───── Entries shown

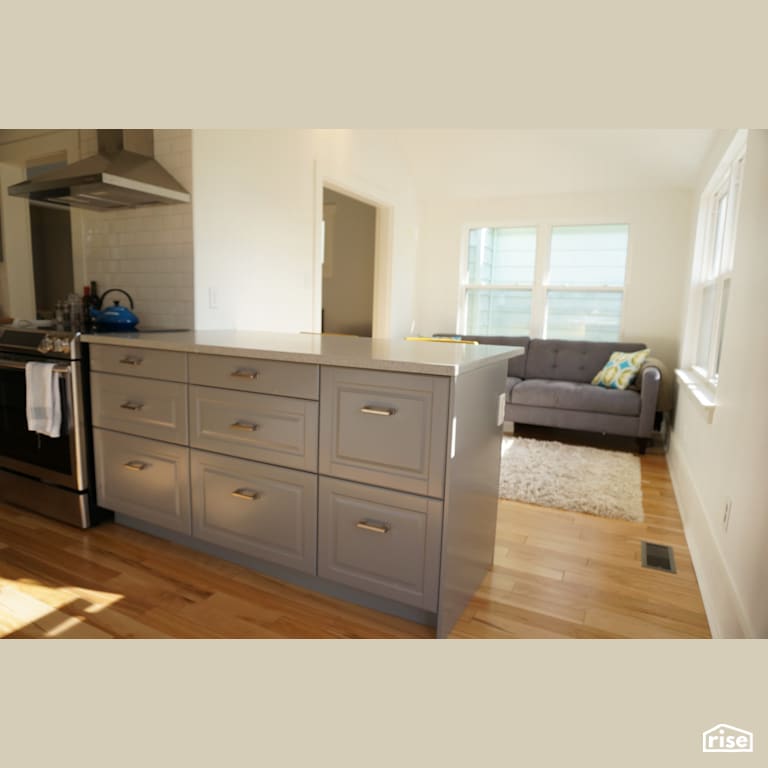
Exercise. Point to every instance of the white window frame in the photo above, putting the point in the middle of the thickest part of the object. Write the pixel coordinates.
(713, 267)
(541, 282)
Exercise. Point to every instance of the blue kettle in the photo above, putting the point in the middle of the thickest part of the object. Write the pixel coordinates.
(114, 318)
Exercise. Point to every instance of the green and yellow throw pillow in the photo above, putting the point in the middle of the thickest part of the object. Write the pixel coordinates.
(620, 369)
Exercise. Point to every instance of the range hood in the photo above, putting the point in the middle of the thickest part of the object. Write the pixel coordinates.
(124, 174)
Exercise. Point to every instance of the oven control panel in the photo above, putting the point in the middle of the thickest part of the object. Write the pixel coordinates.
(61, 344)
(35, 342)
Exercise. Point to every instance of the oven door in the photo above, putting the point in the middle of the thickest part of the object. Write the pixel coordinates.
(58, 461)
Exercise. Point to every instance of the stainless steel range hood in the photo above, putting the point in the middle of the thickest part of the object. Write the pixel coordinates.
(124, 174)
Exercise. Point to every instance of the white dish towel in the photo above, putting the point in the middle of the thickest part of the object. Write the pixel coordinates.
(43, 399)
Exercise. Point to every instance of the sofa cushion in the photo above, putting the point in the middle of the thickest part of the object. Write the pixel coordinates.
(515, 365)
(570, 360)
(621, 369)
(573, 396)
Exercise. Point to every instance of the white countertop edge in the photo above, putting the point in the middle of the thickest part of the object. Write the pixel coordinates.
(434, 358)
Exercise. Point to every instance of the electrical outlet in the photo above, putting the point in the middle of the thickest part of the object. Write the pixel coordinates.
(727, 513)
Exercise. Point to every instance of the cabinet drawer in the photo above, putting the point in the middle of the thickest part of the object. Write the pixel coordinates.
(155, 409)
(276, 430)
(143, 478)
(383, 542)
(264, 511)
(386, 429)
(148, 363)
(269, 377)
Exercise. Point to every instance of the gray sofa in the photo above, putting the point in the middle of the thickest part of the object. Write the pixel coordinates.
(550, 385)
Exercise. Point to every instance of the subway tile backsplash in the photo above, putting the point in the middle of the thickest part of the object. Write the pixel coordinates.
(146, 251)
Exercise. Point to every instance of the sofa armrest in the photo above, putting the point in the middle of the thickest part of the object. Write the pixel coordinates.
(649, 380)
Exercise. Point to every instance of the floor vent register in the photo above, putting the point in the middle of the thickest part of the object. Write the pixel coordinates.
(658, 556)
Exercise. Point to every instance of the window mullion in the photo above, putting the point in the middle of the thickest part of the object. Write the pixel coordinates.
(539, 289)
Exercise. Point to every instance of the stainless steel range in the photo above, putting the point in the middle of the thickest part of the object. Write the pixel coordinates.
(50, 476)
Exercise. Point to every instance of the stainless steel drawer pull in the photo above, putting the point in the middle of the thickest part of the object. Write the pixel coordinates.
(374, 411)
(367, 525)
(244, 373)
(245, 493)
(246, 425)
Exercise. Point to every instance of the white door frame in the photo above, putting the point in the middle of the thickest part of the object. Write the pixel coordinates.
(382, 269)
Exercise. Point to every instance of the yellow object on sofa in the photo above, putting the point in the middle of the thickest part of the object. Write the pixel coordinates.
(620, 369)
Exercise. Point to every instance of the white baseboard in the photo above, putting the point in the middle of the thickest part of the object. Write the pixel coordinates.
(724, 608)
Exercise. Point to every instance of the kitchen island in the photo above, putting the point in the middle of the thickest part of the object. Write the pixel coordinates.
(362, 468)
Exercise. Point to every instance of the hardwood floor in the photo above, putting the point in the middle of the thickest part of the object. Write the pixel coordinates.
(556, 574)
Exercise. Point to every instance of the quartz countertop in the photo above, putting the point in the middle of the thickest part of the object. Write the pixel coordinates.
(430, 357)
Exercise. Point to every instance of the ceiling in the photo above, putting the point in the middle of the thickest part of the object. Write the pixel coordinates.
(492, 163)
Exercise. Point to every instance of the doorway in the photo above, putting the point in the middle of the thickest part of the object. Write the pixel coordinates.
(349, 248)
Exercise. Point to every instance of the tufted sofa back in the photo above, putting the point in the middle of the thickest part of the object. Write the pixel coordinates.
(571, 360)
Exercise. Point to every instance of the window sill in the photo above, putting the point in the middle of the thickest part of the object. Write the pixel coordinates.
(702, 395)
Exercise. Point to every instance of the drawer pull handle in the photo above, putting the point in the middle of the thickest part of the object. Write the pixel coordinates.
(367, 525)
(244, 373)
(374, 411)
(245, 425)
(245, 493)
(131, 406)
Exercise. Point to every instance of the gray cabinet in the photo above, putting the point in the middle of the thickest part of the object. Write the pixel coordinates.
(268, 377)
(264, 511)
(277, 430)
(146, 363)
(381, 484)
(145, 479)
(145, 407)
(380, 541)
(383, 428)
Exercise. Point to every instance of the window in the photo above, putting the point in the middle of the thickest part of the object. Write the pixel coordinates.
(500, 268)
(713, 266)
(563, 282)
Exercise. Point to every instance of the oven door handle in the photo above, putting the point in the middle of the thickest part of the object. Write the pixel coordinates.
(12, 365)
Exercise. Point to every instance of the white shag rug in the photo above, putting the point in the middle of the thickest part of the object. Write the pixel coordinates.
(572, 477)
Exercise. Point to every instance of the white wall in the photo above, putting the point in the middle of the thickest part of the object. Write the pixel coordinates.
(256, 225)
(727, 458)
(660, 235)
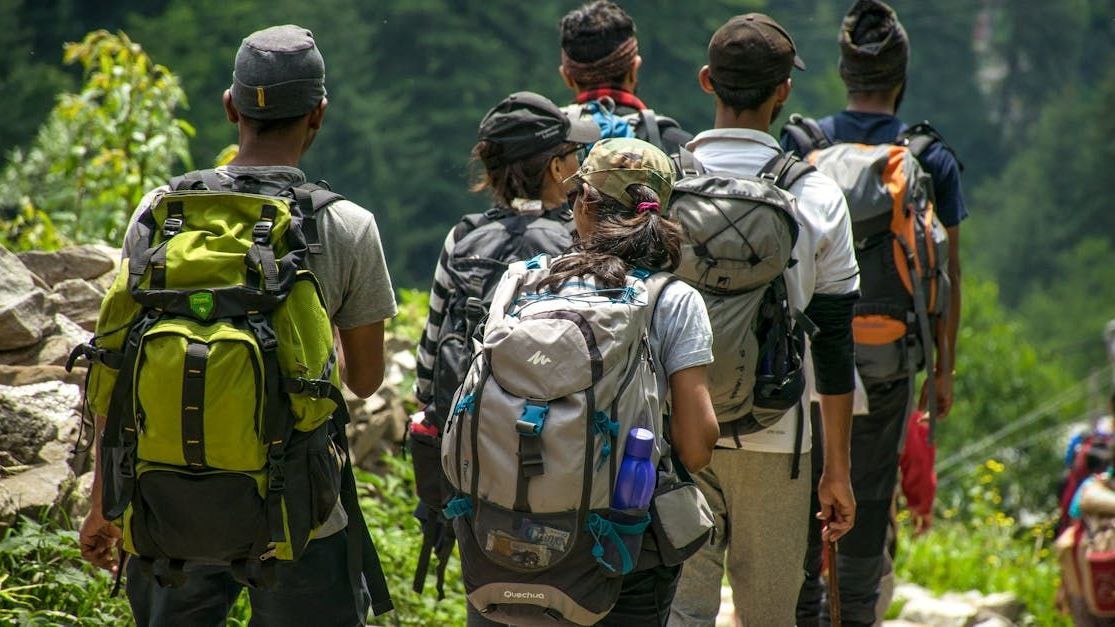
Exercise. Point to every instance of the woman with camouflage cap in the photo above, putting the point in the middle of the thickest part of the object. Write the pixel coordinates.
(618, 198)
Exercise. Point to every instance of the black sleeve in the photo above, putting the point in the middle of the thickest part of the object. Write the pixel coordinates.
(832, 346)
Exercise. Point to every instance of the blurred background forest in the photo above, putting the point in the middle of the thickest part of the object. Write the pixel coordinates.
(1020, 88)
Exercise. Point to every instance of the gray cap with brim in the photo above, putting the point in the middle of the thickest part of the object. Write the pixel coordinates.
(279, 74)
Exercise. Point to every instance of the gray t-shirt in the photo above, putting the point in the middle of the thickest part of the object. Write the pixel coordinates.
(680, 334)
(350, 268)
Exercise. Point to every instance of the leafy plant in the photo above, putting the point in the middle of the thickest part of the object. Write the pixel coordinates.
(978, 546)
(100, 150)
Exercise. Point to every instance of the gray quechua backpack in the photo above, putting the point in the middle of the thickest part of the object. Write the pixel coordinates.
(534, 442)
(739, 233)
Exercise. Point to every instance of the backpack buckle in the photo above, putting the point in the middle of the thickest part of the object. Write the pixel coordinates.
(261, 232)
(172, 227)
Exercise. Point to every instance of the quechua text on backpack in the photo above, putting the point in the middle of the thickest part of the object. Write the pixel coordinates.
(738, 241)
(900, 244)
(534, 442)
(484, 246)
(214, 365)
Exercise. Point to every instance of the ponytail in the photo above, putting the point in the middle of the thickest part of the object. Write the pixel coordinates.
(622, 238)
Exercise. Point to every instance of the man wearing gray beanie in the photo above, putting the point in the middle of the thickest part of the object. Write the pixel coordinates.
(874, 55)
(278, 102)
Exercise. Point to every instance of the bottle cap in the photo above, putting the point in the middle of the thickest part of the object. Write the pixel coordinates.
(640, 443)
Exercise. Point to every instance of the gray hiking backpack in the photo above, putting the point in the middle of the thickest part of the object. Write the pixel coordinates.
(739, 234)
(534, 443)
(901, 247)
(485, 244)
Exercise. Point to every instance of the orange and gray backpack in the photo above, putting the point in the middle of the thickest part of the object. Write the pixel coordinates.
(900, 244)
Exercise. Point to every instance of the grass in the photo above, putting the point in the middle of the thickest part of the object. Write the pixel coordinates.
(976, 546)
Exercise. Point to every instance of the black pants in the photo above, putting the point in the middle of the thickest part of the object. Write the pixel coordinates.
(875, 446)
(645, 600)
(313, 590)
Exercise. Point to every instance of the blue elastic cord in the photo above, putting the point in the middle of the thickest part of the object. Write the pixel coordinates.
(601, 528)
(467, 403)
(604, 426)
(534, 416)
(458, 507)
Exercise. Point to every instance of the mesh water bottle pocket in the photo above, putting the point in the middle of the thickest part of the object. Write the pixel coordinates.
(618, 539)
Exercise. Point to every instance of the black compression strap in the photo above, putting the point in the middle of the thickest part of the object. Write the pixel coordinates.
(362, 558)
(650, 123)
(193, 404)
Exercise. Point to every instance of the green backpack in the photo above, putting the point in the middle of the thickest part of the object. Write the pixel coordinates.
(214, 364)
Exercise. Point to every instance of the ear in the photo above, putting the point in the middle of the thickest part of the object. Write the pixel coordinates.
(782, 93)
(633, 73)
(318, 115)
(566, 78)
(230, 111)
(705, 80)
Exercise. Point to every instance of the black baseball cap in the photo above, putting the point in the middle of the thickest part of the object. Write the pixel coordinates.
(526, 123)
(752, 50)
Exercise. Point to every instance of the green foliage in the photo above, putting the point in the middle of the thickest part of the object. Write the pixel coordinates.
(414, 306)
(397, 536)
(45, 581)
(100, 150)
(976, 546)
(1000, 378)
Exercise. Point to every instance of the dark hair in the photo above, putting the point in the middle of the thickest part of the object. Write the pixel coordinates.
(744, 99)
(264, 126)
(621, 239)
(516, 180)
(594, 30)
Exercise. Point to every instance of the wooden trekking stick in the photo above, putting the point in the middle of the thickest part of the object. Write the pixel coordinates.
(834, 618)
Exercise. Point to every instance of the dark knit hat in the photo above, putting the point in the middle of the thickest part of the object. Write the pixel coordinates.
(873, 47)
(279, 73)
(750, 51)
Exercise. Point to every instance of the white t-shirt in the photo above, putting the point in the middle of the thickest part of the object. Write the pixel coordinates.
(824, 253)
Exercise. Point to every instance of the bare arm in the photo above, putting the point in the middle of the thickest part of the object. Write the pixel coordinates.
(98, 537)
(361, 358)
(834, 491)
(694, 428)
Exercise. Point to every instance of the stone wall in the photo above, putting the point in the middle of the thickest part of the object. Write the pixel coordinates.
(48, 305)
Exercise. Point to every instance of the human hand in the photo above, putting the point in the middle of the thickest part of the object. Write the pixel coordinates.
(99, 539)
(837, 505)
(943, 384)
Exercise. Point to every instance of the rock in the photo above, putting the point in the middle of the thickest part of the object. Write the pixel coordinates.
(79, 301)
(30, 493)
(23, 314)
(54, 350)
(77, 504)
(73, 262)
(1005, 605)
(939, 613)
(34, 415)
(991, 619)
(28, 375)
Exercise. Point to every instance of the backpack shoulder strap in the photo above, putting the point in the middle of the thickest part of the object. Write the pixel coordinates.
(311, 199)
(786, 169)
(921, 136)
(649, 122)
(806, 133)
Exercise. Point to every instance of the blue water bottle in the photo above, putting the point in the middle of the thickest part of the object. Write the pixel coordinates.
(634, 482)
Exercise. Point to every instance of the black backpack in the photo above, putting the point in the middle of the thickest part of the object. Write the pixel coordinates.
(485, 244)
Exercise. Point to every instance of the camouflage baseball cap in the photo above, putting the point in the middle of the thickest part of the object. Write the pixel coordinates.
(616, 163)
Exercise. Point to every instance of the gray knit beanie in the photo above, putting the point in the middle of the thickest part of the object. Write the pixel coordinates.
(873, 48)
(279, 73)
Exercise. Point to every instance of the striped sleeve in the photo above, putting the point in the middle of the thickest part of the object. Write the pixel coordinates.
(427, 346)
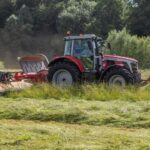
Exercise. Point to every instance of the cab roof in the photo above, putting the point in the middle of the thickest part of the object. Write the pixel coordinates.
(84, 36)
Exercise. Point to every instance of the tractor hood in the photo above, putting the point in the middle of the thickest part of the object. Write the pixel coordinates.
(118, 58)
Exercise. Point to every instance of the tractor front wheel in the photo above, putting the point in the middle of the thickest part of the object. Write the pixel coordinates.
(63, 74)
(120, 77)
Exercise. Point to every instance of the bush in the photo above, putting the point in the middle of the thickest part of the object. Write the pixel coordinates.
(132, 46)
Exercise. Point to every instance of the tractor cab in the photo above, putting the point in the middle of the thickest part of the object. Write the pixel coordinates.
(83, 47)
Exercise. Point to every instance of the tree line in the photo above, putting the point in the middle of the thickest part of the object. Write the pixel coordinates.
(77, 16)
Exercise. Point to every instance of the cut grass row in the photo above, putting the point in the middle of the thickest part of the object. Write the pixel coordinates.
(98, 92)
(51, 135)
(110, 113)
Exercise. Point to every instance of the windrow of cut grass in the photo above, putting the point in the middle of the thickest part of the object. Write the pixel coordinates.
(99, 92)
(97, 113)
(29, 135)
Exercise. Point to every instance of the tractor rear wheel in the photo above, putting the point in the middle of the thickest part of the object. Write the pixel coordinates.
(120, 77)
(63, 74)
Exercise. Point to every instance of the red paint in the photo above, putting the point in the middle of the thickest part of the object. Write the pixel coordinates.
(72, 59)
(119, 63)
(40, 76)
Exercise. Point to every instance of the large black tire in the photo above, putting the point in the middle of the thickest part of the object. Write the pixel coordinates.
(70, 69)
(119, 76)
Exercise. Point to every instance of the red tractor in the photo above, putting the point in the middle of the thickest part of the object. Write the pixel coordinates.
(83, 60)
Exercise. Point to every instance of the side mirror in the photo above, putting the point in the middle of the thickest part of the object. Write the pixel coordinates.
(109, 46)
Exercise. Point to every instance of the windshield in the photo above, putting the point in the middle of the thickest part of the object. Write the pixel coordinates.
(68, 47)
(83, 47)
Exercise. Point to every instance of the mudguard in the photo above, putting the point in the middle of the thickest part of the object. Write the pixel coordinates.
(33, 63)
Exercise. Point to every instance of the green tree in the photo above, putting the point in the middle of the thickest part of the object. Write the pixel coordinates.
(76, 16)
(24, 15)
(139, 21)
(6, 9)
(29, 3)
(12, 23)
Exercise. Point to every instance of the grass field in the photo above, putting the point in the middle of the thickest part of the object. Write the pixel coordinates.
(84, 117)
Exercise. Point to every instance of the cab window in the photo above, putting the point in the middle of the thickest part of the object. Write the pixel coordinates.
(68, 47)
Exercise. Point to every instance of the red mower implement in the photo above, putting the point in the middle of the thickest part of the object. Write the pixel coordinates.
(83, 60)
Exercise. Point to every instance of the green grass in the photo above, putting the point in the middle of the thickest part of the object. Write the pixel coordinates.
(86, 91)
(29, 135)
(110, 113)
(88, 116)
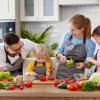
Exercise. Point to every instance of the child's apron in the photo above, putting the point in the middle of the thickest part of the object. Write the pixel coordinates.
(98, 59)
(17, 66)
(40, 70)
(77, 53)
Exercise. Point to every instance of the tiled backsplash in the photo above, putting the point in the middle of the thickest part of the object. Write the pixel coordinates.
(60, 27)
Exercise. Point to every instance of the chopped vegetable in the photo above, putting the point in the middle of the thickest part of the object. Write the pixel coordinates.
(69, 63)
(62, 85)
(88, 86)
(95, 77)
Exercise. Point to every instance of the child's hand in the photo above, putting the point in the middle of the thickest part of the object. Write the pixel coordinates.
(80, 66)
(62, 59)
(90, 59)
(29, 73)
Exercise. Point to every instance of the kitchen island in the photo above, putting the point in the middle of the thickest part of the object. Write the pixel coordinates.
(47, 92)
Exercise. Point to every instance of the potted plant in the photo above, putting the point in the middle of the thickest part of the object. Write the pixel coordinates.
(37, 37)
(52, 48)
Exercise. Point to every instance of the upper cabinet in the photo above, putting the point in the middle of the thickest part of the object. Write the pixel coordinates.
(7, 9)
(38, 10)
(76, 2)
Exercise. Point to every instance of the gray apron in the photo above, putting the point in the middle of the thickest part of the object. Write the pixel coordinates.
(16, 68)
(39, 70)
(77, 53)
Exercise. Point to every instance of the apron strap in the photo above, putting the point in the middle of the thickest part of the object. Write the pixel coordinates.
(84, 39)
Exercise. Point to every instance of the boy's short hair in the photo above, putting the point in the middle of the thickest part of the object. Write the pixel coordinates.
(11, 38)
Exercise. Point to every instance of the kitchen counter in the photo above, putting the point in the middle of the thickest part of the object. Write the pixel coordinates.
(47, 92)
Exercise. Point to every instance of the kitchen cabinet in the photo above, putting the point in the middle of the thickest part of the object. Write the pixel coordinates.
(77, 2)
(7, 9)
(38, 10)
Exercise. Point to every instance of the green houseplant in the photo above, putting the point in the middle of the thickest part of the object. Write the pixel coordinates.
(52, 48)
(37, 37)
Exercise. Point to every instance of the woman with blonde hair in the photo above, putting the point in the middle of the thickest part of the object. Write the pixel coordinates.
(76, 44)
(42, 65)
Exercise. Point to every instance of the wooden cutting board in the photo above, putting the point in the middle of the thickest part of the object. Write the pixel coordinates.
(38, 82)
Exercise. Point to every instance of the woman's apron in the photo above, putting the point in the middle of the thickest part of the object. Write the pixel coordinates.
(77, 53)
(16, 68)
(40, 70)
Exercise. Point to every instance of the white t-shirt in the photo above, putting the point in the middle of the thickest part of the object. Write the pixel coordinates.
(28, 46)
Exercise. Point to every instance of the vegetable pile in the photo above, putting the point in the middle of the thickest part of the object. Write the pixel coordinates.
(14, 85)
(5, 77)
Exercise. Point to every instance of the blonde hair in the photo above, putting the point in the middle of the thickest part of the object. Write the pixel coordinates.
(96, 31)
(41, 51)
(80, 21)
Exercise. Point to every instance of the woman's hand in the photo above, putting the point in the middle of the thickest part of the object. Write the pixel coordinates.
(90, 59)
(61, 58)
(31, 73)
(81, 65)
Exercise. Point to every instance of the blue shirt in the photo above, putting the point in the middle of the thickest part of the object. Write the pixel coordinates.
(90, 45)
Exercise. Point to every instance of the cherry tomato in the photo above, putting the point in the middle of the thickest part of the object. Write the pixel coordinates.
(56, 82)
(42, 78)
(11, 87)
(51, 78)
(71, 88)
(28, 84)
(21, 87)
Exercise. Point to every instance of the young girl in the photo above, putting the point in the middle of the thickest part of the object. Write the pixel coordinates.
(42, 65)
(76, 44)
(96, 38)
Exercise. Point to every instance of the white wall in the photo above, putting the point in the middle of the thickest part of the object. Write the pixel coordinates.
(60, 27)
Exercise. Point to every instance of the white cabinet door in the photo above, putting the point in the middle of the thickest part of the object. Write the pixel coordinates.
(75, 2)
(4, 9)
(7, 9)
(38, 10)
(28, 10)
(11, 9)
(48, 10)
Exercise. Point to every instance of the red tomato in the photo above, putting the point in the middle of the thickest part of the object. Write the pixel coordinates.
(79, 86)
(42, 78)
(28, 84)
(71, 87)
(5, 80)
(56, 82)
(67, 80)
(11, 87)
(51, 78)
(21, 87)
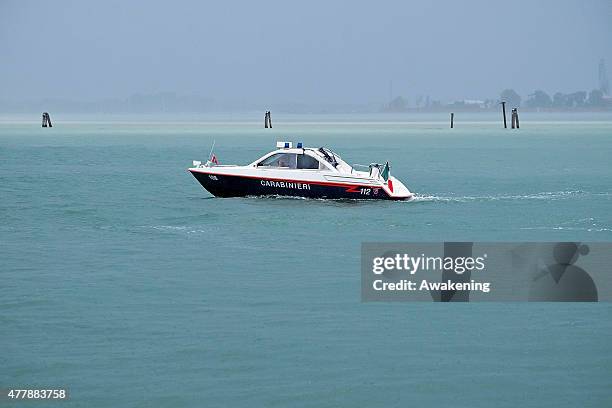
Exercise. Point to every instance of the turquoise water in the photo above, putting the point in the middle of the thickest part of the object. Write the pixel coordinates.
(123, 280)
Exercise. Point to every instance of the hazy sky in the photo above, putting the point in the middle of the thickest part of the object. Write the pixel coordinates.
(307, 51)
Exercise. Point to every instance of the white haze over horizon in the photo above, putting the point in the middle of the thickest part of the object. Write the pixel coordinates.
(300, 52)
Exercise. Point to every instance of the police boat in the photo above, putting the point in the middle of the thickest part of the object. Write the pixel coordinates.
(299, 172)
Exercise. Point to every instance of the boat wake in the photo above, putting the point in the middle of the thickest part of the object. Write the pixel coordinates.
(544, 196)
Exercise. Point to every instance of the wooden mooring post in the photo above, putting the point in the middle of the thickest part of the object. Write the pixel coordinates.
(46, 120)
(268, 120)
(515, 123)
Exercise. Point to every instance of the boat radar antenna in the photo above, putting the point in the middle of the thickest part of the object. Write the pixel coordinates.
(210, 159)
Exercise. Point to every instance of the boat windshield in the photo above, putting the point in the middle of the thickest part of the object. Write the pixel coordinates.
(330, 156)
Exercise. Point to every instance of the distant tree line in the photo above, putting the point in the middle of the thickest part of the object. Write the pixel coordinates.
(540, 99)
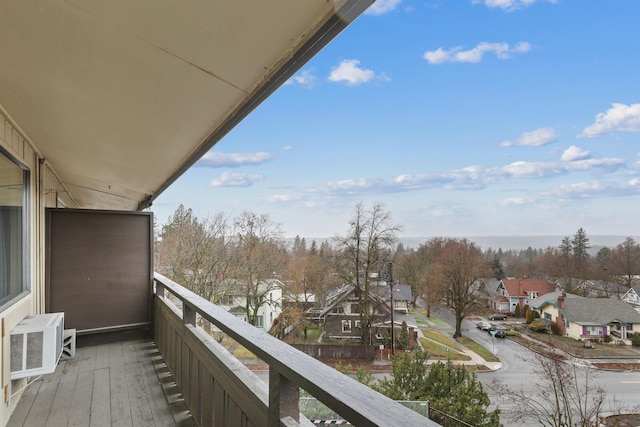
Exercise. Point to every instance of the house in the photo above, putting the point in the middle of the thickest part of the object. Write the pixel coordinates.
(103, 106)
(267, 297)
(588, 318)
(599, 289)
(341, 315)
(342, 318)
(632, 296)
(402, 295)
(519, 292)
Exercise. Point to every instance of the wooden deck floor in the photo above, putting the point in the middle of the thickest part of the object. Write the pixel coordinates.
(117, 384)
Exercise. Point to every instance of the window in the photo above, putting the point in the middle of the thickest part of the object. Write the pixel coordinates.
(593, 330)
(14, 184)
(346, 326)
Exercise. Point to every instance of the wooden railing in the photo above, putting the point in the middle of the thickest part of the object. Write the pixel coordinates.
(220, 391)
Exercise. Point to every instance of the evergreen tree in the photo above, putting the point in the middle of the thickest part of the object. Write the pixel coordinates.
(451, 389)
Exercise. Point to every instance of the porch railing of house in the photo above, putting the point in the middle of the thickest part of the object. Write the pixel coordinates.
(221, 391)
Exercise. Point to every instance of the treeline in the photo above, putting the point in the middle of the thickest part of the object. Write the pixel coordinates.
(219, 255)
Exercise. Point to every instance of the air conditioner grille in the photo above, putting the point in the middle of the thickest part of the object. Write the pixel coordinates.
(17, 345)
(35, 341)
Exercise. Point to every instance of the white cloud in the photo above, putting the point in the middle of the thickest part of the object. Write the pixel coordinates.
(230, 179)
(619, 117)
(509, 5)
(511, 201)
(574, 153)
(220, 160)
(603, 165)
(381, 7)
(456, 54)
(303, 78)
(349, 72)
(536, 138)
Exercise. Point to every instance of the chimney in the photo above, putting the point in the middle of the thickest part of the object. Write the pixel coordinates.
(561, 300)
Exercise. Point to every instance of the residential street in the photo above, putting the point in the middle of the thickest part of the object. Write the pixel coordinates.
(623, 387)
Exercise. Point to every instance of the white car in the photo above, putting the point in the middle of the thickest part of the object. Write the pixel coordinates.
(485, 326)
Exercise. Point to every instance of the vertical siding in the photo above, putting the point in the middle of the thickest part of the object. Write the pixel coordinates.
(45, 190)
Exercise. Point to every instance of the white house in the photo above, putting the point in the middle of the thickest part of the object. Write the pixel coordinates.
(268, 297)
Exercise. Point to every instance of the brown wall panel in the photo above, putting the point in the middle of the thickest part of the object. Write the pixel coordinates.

──────────

__Task description__.
Rescale the lines from the one holding "Exercise. Point to every instance of the porch" through the end of the records, inclusive. Give them all again, requests included, with every pixel coordinate in the answers multiplied by 0.95 and rounded to a whole number, halves rounded up.

__Solution to this problem__.
Exercise. Point to every instance of the porch railing of house in the photo above, putting the point in the middle of the thickest part of the object. Write the pixel coordinates.
(210, 371)
Exercise. Point to every instance of the treeline in the photo above, putting the point in the middle of the thickest part of the object. Write the pixel coordinates.
(208, 242)
Exercise. Point to every instance of the air conditioner grille in the photo above, putting the point in the middle of the thickest part of the object. Write the pixel coordinates.
(16, 328)
(33, 324)
Exercise. Point to every instance of the white cloud in the photo above, putting the point in the middle of the thickest part of the object. Write the pixel coordinates.
(219, 170)
(588, 111)
(484, 5)
(485, 191)
(545, 145)
(209, 152)
(573, 157)
(362, 7)
(433, 51)
(288, 74)
(332, 68)
(509, 131)
Exercise. Point to every instance of the chimney in the photo above, putting the point in the middle of the thickest part of the object. Write the pixel coordinates.
(533, 285)
Exercise. Point to every instance of the residential street in the photo above, putting the point in the middle of the thickest part of the object. Write the pixel coordinates.
(592, 368)
Exercise. Point to every instance of the white car in the photo above, putting the point in the middle of the thickest part of the object. Write the pixel coordinates.
(461, 310)
Exercise. Point to every instance of the vertical siding in the photo above, putting the point in the middle of the thickest part of the object. Write the pixel coordinates.
(43, 181)
Exercise. Point to every instance of the white house in the photo above, putting the point in the middle of the thickest part of the object. Write the pixel coordinates.
(255, 282)
Exercise. Point to every instance of the brown wall panel in the photo above, putting the point in the middle of the thickest part of the object. Write the pixel coordinates.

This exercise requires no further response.